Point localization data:

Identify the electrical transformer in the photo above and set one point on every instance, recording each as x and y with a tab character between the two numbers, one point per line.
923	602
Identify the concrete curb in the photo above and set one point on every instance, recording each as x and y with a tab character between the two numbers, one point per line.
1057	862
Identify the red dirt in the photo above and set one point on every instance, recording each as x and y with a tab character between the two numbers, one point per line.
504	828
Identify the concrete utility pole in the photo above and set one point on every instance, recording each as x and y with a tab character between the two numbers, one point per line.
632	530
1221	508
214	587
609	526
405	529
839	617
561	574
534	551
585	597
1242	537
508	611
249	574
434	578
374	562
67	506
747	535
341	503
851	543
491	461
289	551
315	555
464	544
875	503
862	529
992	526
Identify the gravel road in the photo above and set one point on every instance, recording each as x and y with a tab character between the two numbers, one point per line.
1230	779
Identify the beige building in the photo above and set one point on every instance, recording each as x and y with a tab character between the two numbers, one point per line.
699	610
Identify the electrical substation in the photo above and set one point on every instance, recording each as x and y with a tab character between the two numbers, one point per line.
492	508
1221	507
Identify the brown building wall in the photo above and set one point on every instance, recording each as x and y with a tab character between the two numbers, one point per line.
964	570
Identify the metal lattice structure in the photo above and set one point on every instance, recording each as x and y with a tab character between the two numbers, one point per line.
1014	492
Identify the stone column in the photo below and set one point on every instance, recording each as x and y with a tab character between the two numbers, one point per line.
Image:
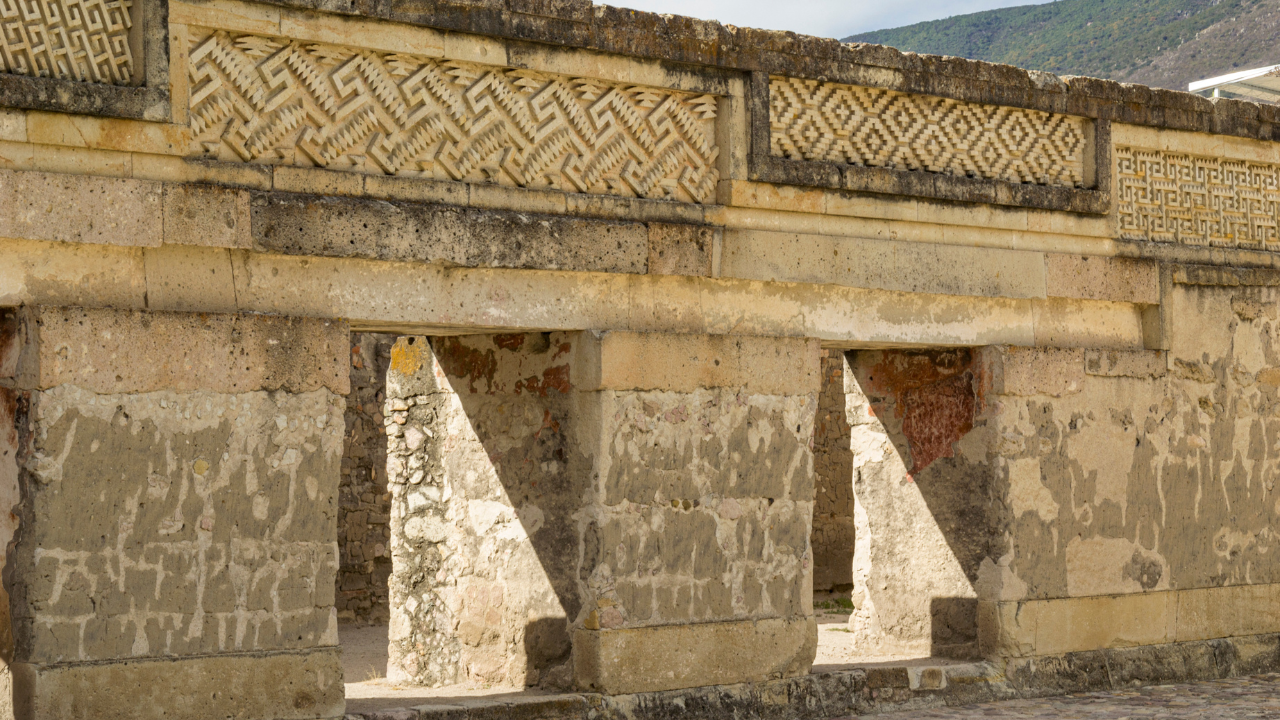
176	546
620	513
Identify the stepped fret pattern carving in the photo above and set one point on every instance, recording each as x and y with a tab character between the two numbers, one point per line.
81	40
1196	200
270	100
882	128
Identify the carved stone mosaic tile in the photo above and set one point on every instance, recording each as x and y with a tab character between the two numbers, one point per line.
81	40
275	100
882	128
1196	200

* _What needs to be done_: Repeat the records above word for word, keeping no pictures in the copy.

* _Result_:
Identify the electrical transformer in the photo above and set one point on every instance, recording each as x and y with a tab character between the two numbers, one point per line.
923	602
Identify the concrete curb in the photo above and set one point on every instance, recording each as x and y with a tab character between the two numbers, one point per line.
1057	862
Identify the red dirt in the photo above and set one point on every instance, recording each as x and y with a tab character between the two numbers, one point per line.
504	828
Identify the concrete utility pole in the photo above and set one point on every instance, recording each as x and y with a tab character between the two numbers, one point per line.
632	530
1221	508
214	587
609	526
405	529
839	617
561	574
534	551
585	597
1242	537
508	611
249	574
434	578
374	562
67	506
747	535
341	503
851	543
491	461
289	551
315	555
464	544
875	503
862	529
992	526
Identify the gravel road in the photo above and set one point on every instance, recording each as x and y with a tab character between the two numbers, one point per line.
1230	779
Identify the beige building in the photo above and set one point on every instance, recording each as x and y with a tab character between the two numbers, one point per line.
699	610
Identify the electrical substation in the photo above and set one point on every instance, recording each as x and y with a tab character between the two numbers, one point per line.
492	508
1221	507
Identify the brown building wall in the photo above and set one point on every instance, recording each as x and y with a tab character between the two numbers, one point per line.
964	570
Identify the metal lattice structure in the photo above and set one point on every instance, recording each as x and y with a tab character between the two numbers, one point per line.
1014	492
Identify the stone column in the photo below and set one point on every instance, recording each as x and y with a tab character between the two numbers, one point per line.
Image:
176	546
620	513
Identify the stepped fret pattern carving in the photo above and set one point on every instance, recording each as x and y with a tab character between the two numbers, one point per line.
81	40
1196	200
270	100
882	128
Identify the carved stone mosaic tile in the photo above and set one point on every instance, recording each as x and y with a tab character between the two numbers, one point per line.
81	40
275	100
882	128
1196	200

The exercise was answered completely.